Required work.
A: In the energy-saving policies text, condense the paragraph beginning "Energy saving is achieved by eliminating" into a short bulleted list that keeps its main facts.
B: Pick up the energy-saving policies text after its final sentence and carry it forward.

Text provided.
__________________________________________________
8.1 “Energy-saving” policies

8.1.1 Intrinsic improvement of energy efficiency

This specific energy-saving measure stands on the planning abilities of the end user—in terms of choice between a number of available technological options or between a range of projects—privileging the solutions with the best efficiency, after assessing them with ad hoc cost-benefit analyses. If the end user has no choice, since the market offers, or the law requires, or customers want only specific equipment or processes, we should not strictly call this measure as “efficiency” for it is not characterized by additionality. Some energy efficiency measures could be as follows: (1) some specific policy granting incentives, for example, based on White Certificates, recognized only if additionality of the energy saved is proven; (2) companies could impose the internal use of efficient equipment and adopt remote and automated control systems; and (3) politics could operate on the demand but even on the offer side, getting industries to produce efficient equipment and granting incentives for process and/or product innovation; etc. To implement policies aiming at increasing energy efficiency, decision-makers must gather mainly technical (researchers and experts in energetics, industrial processes, efficient technologies) and economy-finance skills for the assessment of project profitability.

8.1.2 Joint replacement

This measure should not be subject to specific programs or incentives, since it deals with “average market” practices to be normally adopted at the end of the devices’ lifetime and when the efficiency is constantly kept at the rated level thanks to normal maintenance cycles. When, however, the ordinary maintenance is made, but the efficiency of the component degrades necessarily in time, energy saving is obtained by inducing a more frequent renewal of such components (see Appendix). In this regard the Italian Law n. 10/91, Art. One states: “In order to improve the energy transformation processes [...] the provisions of this Title shall promote and encourage [...] a more rapid replacement of systems in particular in the areas with higher energy consumptions” [18]. The implementation of this measure demands technicians and analysts to know the diagrams of decay of the efficiencies in time for the different devices (see, e.g., the decay of the luminous flux for LED lamps [19] in Figure 4) and to determine the optimal replacement time through the application of cost-benefit analyses.

Figure 4.

Decay probability of the luminous flux over time: LED lamps (gray area), source ETAP, LED dossierOctober 2014.

8.1.3 Technological standards

Energy saving is achieved by eliminating low-efficiency equipment from the market and allowing only the trade of equipment having an efficiency higher than a given level. European Ecodesign Directives (2005/32/EC, 2009/125/EC, and subsequent regulations) for home and industrial appliances (light sources, digital receivers, electric motors, etc.) leverage this specific item of energy saving. Other measures belong to this category, i.e., imposition of minimum values of transmittance for the building envelope, carrying out of energy audits in large companies, and annual refurbishment of 3% of the buildings of the central public administration (12/27 EED Directive); the requirement for new buildings owned or occupied by public government as of 1 January 2019 has to be “nearly zero energy,” while other new buildings will follow the prescription since 1 January 2021 (90/2013 Italian Act).
__________________________________________________
Data lines.
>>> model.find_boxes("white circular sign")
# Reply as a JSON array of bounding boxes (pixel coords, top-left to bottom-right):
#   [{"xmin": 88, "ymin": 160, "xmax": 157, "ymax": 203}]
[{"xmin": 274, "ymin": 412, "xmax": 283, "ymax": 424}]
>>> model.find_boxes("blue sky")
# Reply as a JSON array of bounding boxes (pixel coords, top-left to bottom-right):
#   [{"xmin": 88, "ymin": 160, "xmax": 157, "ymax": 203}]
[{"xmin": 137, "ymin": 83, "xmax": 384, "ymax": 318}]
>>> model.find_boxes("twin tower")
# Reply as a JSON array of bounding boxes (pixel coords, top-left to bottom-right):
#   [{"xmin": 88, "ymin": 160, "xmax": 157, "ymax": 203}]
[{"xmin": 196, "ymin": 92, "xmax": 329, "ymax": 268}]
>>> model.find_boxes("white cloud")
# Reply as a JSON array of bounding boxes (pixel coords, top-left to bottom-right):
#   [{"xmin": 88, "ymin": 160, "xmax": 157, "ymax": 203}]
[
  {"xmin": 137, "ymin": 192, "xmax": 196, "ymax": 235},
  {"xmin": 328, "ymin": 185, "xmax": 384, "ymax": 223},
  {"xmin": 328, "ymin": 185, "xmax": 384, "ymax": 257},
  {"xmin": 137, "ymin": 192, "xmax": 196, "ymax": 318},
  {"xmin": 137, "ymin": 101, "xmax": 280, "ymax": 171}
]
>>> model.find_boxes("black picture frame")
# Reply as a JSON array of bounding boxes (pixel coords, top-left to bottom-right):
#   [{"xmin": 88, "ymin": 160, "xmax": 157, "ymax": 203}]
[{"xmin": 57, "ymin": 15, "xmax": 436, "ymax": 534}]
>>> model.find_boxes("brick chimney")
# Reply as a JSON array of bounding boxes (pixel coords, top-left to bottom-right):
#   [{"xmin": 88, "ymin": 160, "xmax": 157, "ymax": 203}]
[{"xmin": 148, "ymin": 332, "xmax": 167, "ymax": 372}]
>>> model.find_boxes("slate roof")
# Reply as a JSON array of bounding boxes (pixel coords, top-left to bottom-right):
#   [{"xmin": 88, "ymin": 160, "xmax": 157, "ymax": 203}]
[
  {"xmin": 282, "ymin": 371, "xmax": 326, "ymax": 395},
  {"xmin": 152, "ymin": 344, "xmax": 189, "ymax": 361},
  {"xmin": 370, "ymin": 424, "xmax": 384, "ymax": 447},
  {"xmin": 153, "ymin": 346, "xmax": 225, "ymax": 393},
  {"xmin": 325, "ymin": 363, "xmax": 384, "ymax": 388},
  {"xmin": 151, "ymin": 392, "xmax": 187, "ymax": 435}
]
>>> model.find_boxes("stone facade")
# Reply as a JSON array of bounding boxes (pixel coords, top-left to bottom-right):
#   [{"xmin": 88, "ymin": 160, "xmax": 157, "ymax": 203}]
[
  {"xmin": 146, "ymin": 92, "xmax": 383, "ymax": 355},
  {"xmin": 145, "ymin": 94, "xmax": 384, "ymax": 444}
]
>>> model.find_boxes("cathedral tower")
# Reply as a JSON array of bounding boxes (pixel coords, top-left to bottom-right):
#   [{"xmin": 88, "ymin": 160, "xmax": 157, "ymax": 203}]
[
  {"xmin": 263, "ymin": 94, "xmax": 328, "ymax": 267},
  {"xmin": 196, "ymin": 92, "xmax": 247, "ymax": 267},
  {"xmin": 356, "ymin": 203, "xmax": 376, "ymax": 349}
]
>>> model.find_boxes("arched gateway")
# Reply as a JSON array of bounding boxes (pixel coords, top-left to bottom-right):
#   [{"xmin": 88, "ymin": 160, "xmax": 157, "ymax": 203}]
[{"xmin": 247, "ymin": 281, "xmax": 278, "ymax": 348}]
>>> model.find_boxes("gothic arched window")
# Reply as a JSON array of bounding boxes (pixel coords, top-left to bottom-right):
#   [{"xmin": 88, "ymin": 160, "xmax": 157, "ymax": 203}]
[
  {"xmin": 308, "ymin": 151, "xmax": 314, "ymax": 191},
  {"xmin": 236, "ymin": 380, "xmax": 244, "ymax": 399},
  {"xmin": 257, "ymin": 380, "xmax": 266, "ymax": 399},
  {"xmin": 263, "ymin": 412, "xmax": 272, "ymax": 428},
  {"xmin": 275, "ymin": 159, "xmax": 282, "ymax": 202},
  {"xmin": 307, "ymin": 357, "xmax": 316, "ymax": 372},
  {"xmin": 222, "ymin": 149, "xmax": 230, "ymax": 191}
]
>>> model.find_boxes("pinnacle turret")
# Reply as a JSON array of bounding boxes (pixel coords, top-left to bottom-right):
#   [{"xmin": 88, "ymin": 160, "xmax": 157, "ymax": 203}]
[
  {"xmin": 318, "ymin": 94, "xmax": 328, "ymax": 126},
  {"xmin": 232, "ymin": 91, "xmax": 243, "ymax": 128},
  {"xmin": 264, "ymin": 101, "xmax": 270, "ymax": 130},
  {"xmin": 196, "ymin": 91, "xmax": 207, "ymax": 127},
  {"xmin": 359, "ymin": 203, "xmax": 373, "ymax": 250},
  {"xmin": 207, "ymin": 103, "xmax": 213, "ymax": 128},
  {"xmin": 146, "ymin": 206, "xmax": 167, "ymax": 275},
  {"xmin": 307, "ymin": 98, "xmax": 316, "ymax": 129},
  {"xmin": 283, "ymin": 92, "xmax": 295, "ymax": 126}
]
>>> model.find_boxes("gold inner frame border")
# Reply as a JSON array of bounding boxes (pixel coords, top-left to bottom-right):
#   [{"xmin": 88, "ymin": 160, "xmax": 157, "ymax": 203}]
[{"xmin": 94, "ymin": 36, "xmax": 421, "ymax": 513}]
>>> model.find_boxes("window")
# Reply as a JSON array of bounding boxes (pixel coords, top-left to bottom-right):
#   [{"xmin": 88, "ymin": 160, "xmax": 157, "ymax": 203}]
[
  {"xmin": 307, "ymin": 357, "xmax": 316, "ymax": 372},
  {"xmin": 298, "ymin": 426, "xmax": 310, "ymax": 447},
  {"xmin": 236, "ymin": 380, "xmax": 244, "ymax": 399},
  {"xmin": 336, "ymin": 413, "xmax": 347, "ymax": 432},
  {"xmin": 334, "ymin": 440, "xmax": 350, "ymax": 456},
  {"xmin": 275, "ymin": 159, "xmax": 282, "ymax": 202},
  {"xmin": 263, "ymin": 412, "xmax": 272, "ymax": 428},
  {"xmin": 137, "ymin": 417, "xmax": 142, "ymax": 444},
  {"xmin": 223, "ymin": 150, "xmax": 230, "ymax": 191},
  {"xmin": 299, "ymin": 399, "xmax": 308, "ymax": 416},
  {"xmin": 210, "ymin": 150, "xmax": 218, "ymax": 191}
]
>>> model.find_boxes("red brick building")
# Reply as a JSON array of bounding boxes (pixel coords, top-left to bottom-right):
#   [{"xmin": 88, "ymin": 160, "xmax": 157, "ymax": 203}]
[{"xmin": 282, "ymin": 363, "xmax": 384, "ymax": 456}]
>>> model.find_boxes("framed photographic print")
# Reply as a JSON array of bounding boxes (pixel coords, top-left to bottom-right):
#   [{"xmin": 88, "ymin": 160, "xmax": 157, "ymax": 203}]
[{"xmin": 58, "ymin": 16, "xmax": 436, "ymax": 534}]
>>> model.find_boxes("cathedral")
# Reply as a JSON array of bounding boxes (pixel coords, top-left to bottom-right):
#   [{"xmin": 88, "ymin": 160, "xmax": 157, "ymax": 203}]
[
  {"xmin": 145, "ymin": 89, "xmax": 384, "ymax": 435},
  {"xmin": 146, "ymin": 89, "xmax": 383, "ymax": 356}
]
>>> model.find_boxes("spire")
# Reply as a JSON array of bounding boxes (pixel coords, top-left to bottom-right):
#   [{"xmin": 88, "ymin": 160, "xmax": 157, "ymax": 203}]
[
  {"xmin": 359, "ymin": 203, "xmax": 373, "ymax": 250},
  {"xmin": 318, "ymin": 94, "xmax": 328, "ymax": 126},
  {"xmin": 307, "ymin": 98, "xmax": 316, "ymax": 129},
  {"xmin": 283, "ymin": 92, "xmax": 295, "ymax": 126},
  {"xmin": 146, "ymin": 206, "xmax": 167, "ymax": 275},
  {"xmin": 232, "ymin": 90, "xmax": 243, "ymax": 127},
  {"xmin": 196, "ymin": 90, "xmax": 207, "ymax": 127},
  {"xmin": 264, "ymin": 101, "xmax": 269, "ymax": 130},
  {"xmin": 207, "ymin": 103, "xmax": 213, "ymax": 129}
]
__________________________________________________
Responses to the exercise.
A:
- Energy is saved by removing low-efficiency equipment from the market and allowing trade only in equipment above a given efficiency level.
- The European Ecodesign Directives (2005/32/EC, 2009/125/EC, and later regulations) apply this to home and industrial appliances such as light sources, digital receivers and electric motors.
- Other measures in this category, under the 12/27 EED Directive, include minimum transmittance values for the building envelope, energy audits in large companies, and annual refurbishment of 3% of central public administration buildings.
- Under the 90/2013 Italian Act, new buildings owned or occupied by public government must be "nearly zero energy" from 1 January 2019, and other new buildings from 1 January 2021.

B:
Such a measure is intended for wide diffusion devices, the number of which constitutes the driver in the country, more than the quantitative increase in efficiency. Efficiency standards are set at EU or Member State level and require the involvement of staff where technical, economic, market knowledge, production processes, protocols for measuring energy consumptions, etc. skills coexist.

8.1.4 Energy rationing

These are measures to be adopted during energy crises involving rapid increases in prices and difficulties in getting supply. When necessary, to achieve drastic reductions of consumptions at whole country, tariffs are increased and energy rationed. For instance, during the 1973–1974 austerity period [20, 21, 22], the following measures were adopted in Italy: (1) ban of motorized vehicles (including aircraft and boats) during holidays; (2) end of TV broadcasts at 10:45 pm and evening news moved from 8:30 to 8:00 pm; (3) shops closed at 7:00 pm with the obligation not to hold lightened signs, advertising signs, and shop windows; (4) bars and restaurants closed by h. 00:00 am; (5) cinemas and theaters closed by h. 11:00 pm; (6) immediate increase by 30% in fuel prices; (7) obligation to reduce public lighting by 40%; and (8) reduction of speed on roads to 50 km/h in urban areas, to 100 km/h on country roads, and to 120 km/h on motorways. In other countries the crisis of 1973 was the opportunity to introduce the daylight-savings time [5, 23], while in the USA the bike race Daytona 200 was competed for 180 miles.

In Japan [24, 25], following the tsunami that damaged the Fukushima nuclear power plant (2011), the government implemented a series of measures such as turning off air conditioning and escalators in the subway, turning off the large advertising screens in city centers, decreasing the speed of trains, and reshaping the hours of work, including hours of weekend when the electrical load on the network was lower. Part of these measures were spread by the movement of opinion Setsuden (see Figure 5, a poster aimed at private households encouraging energy-saving behavior from unplugging appliances vs. standby mode to turning lights off when not needed and switching to LED lights). Some were removed in late 2011, but part of them was incorporated permanently in the habits of Japanese citizens and companies.

Figure 5.

Banner of the movement of opinion Setsuden (energy saving).

Options foreseen in national laws on energy uses in buildings, for example, limiting the temperature inside homes or in industrial mills during winter and the length of the heating seasons for households, can be considered as belonging to the energy rationing measures.

Planning this instrument primarily requires skills in the field of social psychology, mass psychology, and communication.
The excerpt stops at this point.